Copy every record below, exactly as written.

Record extracts »
--- Start ---
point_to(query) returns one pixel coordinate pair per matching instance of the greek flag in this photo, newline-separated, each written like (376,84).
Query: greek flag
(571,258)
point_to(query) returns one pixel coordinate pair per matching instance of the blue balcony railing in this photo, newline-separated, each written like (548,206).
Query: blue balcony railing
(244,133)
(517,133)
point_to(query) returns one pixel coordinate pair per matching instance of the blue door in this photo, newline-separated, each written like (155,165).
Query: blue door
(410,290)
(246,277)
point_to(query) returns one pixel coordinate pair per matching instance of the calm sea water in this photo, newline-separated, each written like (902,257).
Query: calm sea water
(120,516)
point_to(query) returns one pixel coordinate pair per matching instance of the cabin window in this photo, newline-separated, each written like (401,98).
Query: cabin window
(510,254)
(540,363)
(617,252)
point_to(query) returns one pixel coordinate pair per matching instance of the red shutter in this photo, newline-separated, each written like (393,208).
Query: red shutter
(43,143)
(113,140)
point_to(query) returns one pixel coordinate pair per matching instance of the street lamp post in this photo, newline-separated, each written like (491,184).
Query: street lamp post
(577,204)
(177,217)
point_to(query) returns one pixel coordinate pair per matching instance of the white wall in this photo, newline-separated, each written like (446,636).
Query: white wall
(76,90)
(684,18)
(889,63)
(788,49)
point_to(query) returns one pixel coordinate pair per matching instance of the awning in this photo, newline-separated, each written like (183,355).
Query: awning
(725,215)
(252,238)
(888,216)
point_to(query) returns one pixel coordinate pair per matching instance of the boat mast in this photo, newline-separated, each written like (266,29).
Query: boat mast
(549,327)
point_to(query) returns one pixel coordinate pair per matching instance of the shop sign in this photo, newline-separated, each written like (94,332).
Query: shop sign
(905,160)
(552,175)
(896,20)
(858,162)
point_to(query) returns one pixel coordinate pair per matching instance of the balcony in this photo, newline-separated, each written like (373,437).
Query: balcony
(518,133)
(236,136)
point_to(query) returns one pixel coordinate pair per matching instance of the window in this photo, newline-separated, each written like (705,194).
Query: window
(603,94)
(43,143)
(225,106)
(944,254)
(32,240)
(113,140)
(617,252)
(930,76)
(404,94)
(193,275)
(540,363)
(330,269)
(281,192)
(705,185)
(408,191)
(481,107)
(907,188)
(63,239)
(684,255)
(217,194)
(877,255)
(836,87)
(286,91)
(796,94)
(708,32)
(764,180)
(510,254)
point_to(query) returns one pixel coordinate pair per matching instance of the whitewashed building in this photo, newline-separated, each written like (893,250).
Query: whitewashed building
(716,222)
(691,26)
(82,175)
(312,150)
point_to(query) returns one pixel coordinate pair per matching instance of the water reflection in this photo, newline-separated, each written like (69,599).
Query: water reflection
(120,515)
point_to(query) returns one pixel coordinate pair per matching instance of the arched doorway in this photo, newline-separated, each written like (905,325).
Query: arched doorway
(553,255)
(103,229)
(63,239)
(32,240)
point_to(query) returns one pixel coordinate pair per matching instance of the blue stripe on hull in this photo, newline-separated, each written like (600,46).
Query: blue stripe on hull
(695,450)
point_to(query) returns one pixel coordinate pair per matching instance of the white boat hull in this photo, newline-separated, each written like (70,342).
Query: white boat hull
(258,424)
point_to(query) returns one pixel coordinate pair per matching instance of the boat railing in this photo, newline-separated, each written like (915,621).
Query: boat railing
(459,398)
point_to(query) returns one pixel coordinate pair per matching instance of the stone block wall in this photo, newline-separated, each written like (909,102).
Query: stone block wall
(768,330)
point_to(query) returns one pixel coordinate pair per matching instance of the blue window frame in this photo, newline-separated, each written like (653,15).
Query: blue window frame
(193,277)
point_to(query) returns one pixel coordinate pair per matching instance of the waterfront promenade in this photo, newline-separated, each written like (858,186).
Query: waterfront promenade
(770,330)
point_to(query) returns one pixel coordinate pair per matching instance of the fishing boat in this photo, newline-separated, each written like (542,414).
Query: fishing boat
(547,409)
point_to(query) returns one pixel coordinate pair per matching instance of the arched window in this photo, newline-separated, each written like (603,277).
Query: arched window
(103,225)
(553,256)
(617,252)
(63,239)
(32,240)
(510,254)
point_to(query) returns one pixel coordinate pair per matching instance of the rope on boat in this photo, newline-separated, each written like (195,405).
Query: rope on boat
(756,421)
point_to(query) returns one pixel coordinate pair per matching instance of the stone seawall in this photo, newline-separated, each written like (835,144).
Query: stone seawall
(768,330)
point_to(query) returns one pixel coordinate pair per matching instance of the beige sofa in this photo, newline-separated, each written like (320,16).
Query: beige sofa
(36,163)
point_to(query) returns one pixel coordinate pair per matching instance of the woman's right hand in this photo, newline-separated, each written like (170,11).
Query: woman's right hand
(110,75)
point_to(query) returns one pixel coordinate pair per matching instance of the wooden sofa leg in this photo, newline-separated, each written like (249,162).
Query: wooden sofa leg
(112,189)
--- End ---
Full answer »
point_to(query) returns one pixel coordinate pair per matching instance of the greek flag in this photo, newline-separated, each written like (376,84).
Query: greek flag
(571,258)
point_to(query) returns one pixel coordinate pair per matching instance of the blue balcony railing in this photo, newline-separated, each written like (548,206).
Query: blue balcony railing
(244,133)
(517,133)
point_to(query) returns one pixel coordinate pair per matching instance of the blue door in this photo, newline-separated, each written like (155,165).
Query: blue door
(410,290)
(246,277)
point_to(query) returns one pixel coordinate pair per matching instance of the calm sea water in this photo, newline-separated, each written like (902,257).
Query: calm sea water
(120,516)
point_to(query) returns one pixel coordinate pair per matching instance of the cabin window in this photo, newline-separated, each written like (401,98).
Query: cabin window
(510,254)
(540,363)
(617,252)
point_to(query) returns one pixel coordinate pair per matching instance of the red shutter in this photo, newline-separated, each written like (393,208).
Query: red shutter
(43,143)
(113,140)
point_to(query) returns one pixel coordinate pair per matching instance of the street lamp post in this photo, newline-separated, each written like (491,184).
Query: street lamp post
(577,204)
(177,217)
point_to(query) returns one pixel coordinate pair per matching instance of the white wall in this photo, newline-separated, each written like (446,636).
Query: white wall
(76,90)
(684,18)
(889,63)
(788,49)
point_to(query) returns one pixel coordinate pair per matching instance of the awning in this photo, newline-separated, each written like (183,355).
Query: awning
(725,215)
(252,238)
(888,216)
point_to(query) returns one pixel coordinate pair per matching instance of the boat mast in this photo, newline-separated, each written like (266,29).
Query: boat mast
(549,327)
point_to(query) returns one pixel coordinate pair per matching instance of the shop sign in this photo, newline-separated, each written like (94,332).
Query: shop sign
(905,160)
(552,175)
(896,20)
(858,162)
point_to(query) returns one pixel coordinate pair per matching instance of the balcony in this photo, newline-separated, each written like (373,437).
Query: balcony
(518,133)
(236,136)
point_to(query) returns one pixel coordinate pair per matching instance of the window in this photo, newline-separated, each written like (705,194).
Query: window
(603,94)
(43,143)
(225,106)
(944,254)
(32,240)
(113,140)
(617,252)
(930,76)
(404,94)
(193,275)
(540,363)
(330,269)
(281,192)
(705,185)
(408,191)
(481,107)
(907,188)
(63,239)
(684,255)
(217,194)
(877,255)
(836,87)
(286,91)
(796,94)
(708,32)
(764,180)
(510,254)
point_to(query) returns one pixel coordinate pair per matching instance of the whitewashed building in this photo, newline-separated, each written like (893,250).
Query: whitewashed building
(716,222)
(691,26)
(82,175)
(312,150)
point_to(query) returns one pixel coordinate pair per matching instance of the water reflection in this photo, newline-separated, each written like (69,599).
Query: water reflection
(120,515)
point_to(query) returns one pixel coordinate pair per matching instance of the arched doorway in this photo, newline-separated, each written like (905,325).
Query: arched doorway
(553,255)
(103,229)
(63,239)
(32,240)
point_to(query) returns one pixel coordinate pair per matching instance of the blue stripe on hull in this photo, newline-separated, each written like (600,46).
Query: blue stripe on hull
(695,450)
point_to(query) returns one pixel coordinate pair per matching instance of the white boat hull in this photo, newline-separated, each written like (70,342).
Query: white boat hull
(258,424)
point_to(query) returns one pixel coordinate pair per matching instance of the boat railing in this photo, newline-separated, each written like (915,621).
Query: boat railing
(459,398)
point_to(query) returns one pixel coordinate pair per matching instance of the stone block wall in this photo, newline-separated, each written like (909,102).
Query: stone block wall
(768,330)
point_to(query) returns one pixel coordinate pair per matching instance of the blue window frame in this photo, newline-separated, each written like (653,15).
Query: blue window frame
(193,277)
point_to(query) returns one pixel coordinate pair per matching instance of the waterfront promenade in this photo, newline-separated, each written like (858,186).
Query: waterfront promenade
(770,330)
point_to(query) returns one pixel coordinate pair per matching instance of the fishing boat in this photo, newline-separated, each written like (542,414).
Query: fishing boat
(547,409)
point_to(query) returns one pixel coordinate pair per matching instance of the arched window in this photo, newline-separated, each written like (603,277).
Query: arched window
(103,225)
(553,256)
(617,252)
(63,239)
(32,240)
(510,254)
point_to(query) returns one pixel coordinate pair per matching instance of the rope on boat in this photo, newline-separated, each written like (195,405).
Query: rope on boat
(756,421)
point_to(query) returns one pixel coordinate pair per matching instance of the stone seawall in this photo, newline-separated, each written like (835,144).
Query: stone seawall
(768,330)
point_to(query) returns one pixel coordinate pair per matching instance of the beige sofa in this photo, newline-separated, each written like (320,16).
Query: beige sofa
(36,163)
point_to(query) returns one pixel coordinate pair per matching instance of the woman's right hand in this photo, newline-separated, each written like (170,11).
Query: woman's right hand
(110,75)
point_to(query) returns one pixel coordinate pair per matching instance of the wooden sofa leg in this photo, newline-separated, each written like (249,162).
Query: wooden sofa leg
(112,189)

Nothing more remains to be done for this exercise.